** WHAT YOU WILL DO **
Return each line of the entries below that contains the string "mountain", matching case exactly.

----- DATA ENTRIES -----

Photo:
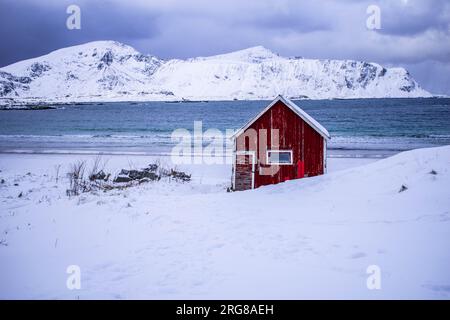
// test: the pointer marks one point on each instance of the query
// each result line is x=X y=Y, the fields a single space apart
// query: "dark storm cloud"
x=33 y=28
x=414 y=33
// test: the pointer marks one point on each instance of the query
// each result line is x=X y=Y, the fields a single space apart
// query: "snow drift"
x=310 y=238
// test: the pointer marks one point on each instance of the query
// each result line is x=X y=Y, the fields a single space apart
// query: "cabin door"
x=245 y=170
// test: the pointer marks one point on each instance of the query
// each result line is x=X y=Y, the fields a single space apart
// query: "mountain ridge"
x=111 y=71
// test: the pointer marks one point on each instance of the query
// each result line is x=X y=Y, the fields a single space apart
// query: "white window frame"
x=279 y=163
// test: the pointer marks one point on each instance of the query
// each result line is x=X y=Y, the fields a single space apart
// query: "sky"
x=414 y=34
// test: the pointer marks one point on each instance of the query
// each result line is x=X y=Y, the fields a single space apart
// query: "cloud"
x=413 y=33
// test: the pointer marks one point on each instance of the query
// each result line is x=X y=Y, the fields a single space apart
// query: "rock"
x=180 y=175
x=101 y=175
x=122 y=178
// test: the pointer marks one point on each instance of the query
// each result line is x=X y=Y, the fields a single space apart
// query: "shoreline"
x=29 y=105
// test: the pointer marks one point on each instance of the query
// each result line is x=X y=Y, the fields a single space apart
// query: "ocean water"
x=359 y=127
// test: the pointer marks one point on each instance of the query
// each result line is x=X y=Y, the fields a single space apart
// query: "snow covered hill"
x=111 y=71
x=308 y=238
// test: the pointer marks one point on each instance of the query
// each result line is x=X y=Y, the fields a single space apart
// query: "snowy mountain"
x=111 y=71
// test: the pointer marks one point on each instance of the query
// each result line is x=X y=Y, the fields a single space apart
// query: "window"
x=279 y=157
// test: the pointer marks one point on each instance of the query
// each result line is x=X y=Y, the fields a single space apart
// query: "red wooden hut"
x=281 y=143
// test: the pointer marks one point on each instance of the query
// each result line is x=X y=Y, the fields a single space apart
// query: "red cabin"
x=281 y=143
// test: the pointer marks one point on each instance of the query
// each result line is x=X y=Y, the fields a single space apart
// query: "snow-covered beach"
x=311 y=238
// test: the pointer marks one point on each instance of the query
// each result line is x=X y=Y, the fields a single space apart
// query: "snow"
x=310 y=238
x=111 y=71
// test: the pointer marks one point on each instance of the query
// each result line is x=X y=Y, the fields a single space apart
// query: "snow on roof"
x=291 y=105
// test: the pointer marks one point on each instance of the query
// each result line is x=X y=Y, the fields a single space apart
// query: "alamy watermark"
x=373 y=21
x=215 y=146
x=373 y=281
x=73 y=21
x=73 y=281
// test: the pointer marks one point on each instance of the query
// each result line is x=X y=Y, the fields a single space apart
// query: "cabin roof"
x=296 y=109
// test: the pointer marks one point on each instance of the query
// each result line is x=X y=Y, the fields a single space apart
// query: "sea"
x=372 y=128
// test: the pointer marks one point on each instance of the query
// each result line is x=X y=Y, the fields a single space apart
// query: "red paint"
x=300 y=169
x=295 y=134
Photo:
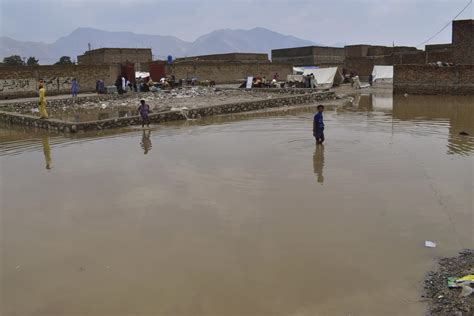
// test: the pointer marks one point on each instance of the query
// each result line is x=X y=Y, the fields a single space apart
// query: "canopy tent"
x=382 y=74
x=325 y=77
x=300 y=70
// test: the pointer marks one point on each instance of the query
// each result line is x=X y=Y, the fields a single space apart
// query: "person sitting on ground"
x=144 y=109
x=150 y=83
x=318 y=125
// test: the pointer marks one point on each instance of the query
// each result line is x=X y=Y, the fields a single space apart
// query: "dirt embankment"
x=449 y=301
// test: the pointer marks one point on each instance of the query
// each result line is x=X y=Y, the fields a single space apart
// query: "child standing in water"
x=144 y=109
x=42 y=101
x=318 y=125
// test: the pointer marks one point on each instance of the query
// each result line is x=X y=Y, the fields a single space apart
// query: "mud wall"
x=22 y=81
x=427 y=79
x=70 y=127
x=228 y=72
x=463 y=41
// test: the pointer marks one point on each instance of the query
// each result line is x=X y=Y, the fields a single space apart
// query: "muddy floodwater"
x=239 y=215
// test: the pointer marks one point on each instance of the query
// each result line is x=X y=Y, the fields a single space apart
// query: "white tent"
x=324 y=76
x=300 y=70
x=382 y=74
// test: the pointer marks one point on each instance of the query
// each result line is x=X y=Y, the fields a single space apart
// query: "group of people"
x=144 y=111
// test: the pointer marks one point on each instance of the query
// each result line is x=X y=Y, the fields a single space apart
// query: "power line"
x=444 y=27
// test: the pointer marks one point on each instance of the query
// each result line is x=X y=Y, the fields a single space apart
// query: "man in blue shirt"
x=318 y=125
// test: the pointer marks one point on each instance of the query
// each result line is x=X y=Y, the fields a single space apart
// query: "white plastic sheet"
x=324 y=76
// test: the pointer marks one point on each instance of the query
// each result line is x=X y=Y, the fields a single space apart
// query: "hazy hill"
x=258 y=40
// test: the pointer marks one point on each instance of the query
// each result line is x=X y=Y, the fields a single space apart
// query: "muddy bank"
x=176 y=113
x=442 y=299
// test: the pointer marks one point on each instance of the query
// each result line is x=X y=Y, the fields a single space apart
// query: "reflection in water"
x=146 y=141
x=457 y=110
x=235 y=234
x=46 y=151
x=318 y=162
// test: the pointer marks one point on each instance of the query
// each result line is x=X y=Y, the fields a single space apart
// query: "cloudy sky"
x=405 y=22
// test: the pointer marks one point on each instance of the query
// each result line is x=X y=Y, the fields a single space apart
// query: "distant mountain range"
x=257 y=40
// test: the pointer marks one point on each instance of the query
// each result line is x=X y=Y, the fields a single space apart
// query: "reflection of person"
x=318 y=162
x=46 y=151
x=42 y=102
x=318 y=125
x=74 y=87
x=144 y=109
x=146 y=142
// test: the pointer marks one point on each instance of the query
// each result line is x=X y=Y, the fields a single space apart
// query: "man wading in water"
x=318 y=125
x=144 y=109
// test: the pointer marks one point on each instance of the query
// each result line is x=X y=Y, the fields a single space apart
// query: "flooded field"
x=239 y=215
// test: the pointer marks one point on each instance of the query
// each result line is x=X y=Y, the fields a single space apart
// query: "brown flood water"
x=238 y=215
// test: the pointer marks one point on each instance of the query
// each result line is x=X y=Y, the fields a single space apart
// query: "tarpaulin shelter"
x=300 y=70
x=382 y=74
x=325 y=77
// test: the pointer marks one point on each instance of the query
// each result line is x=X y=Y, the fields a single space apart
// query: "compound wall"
x=228 y=72
x=22 y=81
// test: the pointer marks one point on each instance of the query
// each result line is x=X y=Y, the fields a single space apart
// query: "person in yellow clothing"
x=42 y=102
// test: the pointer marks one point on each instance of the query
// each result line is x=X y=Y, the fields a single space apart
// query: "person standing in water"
x=318 y=125
x=74 y=87
x=42 y=101
x=144 y=109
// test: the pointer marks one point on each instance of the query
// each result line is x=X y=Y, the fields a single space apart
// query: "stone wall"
x=227 y=71
x=463 y=41
x=22 y=81
x=116 y=56
x=438 y=47
x=228 y=57
x=59 y=103
x=72 y=127
x=362 y=66
x=427 y=79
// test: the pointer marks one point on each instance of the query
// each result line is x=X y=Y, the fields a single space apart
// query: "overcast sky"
x=405 y=22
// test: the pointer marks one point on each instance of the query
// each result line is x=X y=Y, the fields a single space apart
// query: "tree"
x=65 y=60
x=32 y=61
x=13 y=60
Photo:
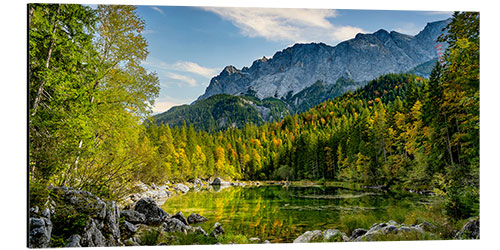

-----

** SOLUTION BELOW **
// query: "mountain ridge"
// query: "snowy mountain"
// query: "distant mountain range"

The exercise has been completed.